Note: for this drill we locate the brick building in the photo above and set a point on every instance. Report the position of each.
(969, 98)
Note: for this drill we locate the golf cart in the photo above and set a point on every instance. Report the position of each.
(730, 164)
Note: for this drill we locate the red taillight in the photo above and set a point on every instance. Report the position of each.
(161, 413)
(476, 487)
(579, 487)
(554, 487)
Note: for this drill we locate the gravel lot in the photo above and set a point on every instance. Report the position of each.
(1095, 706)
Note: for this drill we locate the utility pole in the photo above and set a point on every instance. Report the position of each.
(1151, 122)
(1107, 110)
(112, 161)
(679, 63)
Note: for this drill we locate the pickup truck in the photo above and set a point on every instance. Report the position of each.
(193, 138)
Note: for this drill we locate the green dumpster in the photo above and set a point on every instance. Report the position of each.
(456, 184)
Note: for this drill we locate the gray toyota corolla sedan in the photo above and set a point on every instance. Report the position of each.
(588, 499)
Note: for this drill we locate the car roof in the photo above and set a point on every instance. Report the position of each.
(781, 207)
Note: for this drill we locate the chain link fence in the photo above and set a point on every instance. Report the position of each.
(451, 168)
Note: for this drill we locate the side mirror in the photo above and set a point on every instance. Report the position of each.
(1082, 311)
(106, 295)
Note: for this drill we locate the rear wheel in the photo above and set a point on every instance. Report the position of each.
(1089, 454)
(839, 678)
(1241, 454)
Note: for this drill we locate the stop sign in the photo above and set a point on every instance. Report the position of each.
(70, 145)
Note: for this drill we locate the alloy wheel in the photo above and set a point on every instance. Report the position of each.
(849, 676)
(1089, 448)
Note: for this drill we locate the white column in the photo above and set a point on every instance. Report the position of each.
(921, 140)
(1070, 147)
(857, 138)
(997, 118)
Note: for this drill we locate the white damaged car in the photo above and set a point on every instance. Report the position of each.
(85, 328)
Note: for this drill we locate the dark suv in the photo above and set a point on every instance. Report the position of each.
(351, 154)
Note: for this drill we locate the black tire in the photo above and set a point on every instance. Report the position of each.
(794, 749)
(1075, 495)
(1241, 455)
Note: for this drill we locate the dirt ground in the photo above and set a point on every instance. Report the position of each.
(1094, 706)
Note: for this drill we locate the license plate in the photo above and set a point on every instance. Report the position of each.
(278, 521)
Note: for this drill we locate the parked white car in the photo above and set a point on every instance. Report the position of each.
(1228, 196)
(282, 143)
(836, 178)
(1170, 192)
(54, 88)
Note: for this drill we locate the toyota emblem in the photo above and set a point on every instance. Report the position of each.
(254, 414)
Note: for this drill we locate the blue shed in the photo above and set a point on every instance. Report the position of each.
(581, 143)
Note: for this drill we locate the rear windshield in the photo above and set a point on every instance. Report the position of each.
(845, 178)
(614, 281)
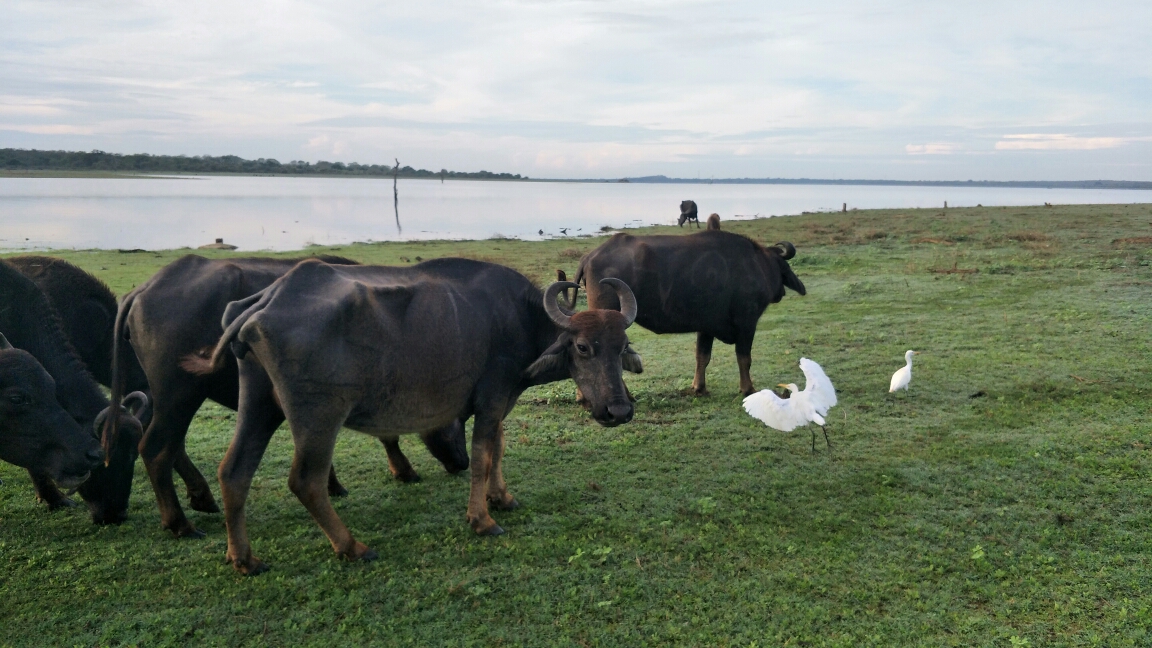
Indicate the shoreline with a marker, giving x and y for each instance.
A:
(739, 225)
(1108, 185)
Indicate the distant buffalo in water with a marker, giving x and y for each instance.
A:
(688, 213)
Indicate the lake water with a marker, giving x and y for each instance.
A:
(283, 213)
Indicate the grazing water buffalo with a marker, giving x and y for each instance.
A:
(35, 431)
(29, 323)
(88, 311)
(391, 351)
(714, 284)
(688, 213)
(177, 313)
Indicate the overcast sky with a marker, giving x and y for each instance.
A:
(596, 89)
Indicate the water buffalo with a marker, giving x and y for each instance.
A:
(29, 323)
(176, 313)
(35, 431)
(88, 311)
(389, 351)
(688, 213)
(714, 284)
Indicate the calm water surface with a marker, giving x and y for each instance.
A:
(282, 213)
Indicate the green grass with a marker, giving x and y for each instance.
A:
(1020, 517)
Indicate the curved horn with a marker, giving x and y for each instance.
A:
(99, 421)
(552, 307)
(628, 307)
(786, 249)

Task goal. Note each line of the material holding "giving" and copy it out.

Written answer.
Indicate the shoreline with a marker, giving x and y for each instance.
Indicate the distant buffalo in water with a marker, giving x and y for each instance.
Indicate the lake water with a marker, giving x and y for each instance.
Indicate the grazing water buffalo with a marker, giving x and y for each instance.
Indicate the overcast sky with a marker, giving x and y for each instance.
Indicate the water buffalo with a marker, giving x and y for each instance.
Indicate the calm water surface with a marker, giving x and y for each instance.
Indicate the green grass with a marker, giving x and y for each instance.
Indicate the curved horn with a marker, giving x and y for each instance.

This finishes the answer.